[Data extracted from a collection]
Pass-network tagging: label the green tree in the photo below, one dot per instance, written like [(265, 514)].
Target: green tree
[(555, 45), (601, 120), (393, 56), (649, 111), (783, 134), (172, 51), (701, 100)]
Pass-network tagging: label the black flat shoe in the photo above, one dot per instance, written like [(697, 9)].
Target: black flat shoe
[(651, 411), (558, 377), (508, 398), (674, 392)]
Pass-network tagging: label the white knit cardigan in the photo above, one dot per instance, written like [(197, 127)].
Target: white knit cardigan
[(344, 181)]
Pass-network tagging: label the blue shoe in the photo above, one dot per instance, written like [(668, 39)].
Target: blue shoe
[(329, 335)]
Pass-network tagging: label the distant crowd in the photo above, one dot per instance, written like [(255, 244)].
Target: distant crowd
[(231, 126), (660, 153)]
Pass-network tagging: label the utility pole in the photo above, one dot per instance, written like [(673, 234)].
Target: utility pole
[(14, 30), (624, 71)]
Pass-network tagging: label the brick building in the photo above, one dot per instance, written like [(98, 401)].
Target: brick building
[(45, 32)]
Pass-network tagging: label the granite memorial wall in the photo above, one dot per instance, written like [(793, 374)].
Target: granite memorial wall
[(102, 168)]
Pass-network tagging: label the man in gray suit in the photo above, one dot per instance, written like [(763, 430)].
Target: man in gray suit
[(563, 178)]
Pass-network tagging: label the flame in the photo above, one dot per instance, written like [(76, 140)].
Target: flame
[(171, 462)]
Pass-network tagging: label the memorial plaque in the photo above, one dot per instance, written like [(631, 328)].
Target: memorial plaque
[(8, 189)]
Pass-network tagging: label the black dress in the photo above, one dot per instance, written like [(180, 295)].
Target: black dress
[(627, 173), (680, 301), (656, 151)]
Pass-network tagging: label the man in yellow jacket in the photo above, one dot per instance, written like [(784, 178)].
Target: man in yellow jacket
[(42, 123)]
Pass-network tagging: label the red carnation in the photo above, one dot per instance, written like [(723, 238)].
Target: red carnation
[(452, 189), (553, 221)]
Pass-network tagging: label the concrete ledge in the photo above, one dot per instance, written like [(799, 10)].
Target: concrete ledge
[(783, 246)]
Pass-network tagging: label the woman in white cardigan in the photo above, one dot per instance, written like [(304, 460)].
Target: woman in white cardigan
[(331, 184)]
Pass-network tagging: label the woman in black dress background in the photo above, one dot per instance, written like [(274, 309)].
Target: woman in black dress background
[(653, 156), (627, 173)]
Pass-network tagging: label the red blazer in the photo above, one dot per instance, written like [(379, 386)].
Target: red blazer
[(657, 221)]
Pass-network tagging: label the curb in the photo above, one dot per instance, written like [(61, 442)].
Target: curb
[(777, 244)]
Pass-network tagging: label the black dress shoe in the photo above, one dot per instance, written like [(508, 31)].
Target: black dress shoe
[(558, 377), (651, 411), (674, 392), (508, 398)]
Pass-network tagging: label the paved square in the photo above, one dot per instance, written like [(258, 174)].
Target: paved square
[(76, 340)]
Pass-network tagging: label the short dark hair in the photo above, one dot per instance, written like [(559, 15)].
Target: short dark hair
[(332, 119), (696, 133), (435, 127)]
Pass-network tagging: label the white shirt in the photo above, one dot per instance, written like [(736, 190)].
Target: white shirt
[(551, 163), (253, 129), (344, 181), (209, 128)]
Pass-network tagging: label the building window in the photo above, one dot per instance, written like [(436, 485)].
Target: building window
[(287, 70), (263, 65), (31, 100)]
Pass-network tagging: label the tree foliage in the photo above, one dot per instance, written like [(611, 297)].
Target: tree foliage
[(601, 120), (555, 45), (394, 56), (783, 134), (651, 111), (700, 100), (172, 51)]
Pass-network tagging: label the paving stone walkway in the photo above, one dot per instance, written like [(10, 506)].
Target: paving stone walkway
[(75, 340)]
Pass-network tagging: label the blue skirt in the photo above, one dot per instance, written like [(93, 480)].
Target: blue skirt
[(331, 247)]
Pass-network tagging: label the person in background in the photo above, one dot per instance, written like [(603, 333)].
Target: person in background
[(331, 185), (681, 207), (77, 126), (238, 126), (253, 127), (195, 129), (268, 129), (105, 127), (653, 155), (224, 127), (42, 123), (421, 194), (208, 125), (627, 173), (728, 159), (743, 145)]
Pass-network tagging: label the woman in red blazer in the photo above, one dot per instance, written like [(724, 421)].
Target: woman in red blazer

# Task
Please restate the records word for word. Go from the first line to the line with "Pass-network tagging: label the black flat" and include both.

# Result for this exercise
Pass-network tagging: label the green tree in the photo below, one dot per instance, written like [(265, 514)].
Target: green tree
[(555, 45), (601, 120), (393, 56), (649, 111), (783, 134), (172, 51), (701, 100)]
Pass-network tagging: label the black flat shoe in the photo above, one dot per instance, written like [(697, 9)].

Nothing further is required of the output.